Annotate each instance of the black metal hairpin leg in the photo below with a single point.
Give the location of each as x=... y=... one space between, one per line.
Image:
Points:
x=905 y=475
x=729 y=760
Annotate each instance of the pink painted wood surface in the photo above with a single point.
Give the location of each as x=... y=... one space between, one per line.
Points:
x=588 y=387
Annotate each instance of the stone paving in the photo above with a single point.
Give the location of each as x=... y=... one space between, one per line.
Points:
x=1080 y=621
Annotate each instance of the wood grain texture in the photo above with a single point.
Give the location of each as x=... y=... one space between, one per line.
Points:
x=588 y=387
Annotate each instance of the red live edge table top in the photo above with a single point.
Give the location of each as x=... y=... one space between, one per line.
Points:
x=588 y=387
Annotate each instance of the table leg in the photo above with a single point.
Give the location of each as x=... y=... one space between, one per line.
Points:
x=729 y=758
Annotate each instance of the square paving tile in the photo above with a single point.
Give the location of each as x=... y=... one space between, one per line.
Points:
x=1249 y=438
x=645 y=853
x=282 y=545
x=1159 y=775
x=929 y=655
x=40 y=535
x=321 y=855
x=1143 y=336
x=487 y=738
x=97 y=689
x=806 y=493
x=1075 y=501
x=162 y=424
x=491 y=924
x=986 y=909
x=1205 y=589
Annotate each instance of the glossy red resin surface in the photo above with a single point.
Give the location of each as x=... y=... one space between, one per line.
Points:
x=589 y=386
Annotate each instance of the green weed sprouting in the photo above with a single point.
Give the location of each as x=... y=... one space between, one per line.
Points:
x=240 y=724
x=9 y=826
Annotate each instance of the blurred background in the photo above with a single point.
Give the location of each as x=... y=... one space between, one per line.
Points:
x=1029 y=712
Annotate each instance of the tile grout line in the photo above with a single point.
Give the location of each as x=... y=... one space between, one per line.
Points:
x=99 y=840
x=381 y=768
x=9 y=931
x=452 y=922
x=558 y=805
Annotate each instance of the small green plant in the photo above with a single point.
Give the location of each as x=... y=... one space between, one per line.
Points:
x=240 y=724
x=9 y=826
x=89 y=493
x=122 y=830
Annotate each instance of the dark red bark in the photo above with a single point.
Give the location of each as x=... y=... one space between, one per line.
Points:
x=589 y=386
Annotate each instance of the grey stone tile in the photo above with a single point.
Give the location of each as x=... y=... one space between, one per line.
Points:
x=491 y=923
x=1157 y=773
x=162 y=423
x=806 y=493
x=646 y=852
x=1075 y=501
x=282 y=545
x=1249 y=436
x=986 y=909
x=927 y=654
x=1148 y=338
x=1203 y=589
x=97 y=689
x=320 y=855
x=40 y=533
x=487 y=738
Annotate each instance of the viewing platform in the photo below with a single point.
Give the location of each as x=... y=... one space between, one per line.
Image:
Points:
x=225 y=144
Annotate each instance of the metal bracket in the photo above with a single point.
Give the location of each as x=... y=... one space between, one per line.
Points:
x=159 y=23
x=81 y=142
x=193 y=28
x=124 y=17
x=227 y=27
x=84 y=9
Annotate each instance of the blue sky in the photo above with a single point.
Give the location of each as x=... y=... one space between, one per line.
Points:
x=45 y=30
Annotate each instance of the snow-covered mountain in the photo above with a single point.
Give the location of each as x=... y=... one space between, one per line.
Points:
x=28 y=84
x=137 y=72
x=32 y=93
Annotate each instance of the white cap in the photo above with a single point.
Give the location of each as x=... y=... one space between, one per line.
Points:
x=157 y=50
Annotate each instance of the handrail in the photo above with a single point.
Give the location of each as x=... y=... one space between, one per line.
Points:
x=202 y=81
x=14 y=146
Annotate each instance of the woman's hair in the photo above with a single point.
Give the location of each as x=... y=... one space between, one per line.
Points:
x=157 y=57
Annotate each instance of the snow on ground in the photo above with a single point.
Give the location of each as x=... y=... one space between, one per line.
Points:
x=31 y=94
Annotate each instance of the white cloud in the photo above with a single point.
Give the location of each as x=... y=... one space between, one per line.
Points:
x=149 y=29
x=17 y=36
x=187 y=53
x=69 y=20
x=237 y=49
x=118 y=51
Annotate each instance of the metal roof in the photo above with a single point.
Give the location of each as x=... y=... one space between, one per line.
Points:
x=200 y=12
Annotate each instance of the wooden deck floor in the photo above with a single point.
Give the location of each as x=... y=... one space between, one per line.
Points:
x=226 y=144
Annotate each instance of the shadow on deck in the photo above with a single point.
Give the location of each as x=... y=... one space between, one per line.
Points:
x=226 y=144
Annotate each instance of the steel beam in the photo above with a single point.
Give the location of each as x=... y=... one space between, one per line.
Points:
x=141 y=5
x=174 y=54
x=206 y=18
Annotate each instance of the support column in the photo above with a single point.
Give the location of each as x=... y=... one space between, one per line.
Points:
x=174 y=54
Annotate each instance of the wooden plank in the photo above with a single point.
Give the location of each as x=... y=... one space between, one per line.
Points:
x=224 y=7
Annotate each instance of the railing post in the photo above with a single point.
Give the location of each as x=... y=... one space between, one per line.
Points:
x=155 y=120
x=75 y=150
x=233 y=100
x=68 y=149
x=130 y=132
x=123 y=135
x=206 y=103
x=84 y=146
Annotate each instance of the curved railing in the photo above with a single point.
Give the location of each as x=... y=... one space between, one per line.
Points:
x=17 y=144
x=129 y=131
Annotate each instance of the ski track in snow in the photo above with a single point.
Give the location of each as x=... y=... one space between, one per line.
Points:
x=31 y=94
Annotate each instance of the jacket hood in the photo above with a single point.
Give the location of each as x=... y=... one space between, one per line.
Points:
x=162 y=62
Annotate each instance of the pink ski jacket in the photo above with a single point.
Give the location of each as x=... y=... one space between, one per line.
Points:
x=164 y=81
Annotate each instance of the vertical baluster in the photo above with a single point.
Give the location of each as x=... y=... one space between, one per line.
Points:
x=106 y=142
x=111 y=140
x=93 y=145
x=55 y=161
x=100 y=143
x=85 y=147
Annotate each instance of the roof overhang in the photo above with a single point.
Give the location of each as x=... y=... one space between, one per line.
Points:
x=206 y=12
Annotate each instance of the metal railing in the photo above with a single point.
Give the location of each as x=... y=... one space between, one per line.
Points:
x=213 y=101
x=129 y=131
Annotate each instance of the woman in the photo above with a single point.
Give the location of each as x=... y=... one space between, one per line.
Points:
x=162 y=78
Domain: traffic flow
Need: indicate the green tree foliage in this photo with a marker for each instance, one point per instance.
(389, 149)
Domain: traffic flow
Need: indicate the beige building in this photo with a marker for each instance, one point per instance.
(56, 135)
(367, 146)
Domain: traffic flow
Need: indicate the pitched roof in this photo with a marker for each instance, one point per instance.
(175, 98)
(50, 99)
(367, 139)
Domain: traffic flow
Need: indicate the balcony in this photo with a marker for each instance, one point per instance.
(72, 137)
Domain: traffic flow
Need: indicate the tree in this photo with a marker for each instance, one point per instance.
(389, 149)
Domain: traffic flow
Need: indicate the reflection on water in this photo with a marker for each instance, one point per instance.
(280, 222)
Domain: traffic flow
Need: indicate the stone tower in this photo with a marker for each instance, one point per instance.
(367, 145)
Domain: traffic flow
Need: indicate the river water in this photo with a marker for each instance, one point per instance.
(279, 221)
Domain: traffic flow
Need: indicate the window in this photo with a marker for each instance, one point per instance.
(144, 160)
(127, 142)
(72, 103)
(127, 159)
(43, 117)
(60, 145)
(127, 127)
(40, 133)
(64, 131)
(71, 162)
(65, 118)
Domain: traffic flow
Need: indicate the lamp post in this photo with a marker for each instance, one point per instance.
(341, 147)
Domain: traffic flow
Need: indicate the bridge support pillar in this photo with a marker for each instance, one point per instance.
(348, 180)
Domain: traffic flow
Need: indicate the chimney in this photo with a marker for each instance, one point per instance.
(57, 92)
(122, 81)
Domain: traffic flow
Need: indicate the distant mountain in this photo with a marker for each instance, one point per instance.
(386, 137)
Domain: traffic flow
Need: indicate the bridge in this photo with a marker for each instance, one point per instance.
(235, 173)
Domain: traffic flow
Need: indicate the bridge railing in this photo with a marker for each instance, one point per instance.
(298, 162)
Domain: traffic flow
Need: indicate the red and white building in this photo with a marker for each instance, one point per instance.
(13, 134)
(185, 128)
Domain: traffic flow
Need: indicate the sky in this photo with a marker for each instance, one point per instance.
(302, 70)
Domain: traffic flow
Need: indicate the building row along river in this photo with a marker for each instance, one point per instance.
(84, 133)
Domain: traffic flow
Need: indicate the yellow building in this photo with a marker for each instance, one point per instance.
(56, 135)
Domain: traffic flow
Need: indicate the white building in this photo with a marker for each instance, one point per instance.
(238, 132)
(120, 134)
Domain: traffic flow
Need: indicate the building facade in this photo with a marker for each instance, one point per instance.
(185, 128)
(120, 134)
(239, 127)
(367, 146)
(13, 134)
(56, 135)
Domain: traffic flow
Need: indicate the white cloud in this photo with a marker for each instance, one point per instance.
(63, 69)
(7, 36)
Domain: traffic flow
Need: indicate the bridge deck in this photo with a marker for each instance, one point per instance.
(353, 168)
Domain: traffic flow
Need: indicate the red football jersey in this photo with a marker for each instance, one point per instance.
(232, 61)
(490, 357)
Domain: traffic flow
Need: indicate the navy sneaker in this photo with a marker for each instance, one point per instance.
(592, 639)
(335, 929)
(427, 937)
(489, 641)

▬▬▬▬▬▬

EXERCISE GOAL:
Quote exactly the first line of the data and every line after it through the one holding "Annotate each instance of the tile".

WRITTEN ANSWER:
Annotate each instance of the black metal hairpin leg in the photo below with a single point.
Give the location of each as x=... y=... one space between, one per line.
Image:
Points:
x=905 y=475
x=729 y=760
Annotate each instance of the pink painted wood surface in the photo above with a single point.
Give the location of each as x=... y=... one space between, one per line.
Points:
x=588 y=387
Annotate each instance of the stone paving in the photo above with a single point.
Give the location of each as x=... y=... one space between, one per line.
Points:
x=1080 y=621
Annotate each instance of the wood grain texture in the photo above with a single point.
Give the location of each as x=... y=... one space between, one per line.
Points:
x=588 y=387
Annotate each instance of the red live edge table top in the photo above with a single point.
Give the location of each as x=... y=... one space between, one per line.
Points:
x=588 y=387
Annotate each instance of the table leg in the photo above with a single point.
Give the location of each as x=... y=... one space between, one per line.
Points:
x=729 y=758
Annotate each instance of the square paving tile in the photo above with a single point.
Give the location of each as x=... y=... one space between, one per line.
Points:
x=1249 y=438
x=645 y=853
x=282 y=545
x=1159 y=775
x=929 y=655
x=40 y=535
x=321 y=855
x=1143 y=336
x=487 y=738
x=97 y=689
x=806 y=493
x=1075 y=501
x=162 y=424
x=491 y=924
x=986 y=909
x=1205 y=589
Annotate each instance of the glossy red resin surface in the photo above with a single point.
Give the location of each as x=... y=... one space between, one per line.
Points:
x=589 y=386
Annotate each instance of the green weed sprouting in the photo above with a single point.
Give the location of each as x=... y=... one space between, one per line.
Points:
x=240 y=724
x=9 y=826
Annotate each instance of the blurred background in the photo above with a single point.
Give the location of each as x=... y=... one space between, one per line.
Points:
x=1029 y=712
Annotate each instance of the tile grout line in the photo above with a single point.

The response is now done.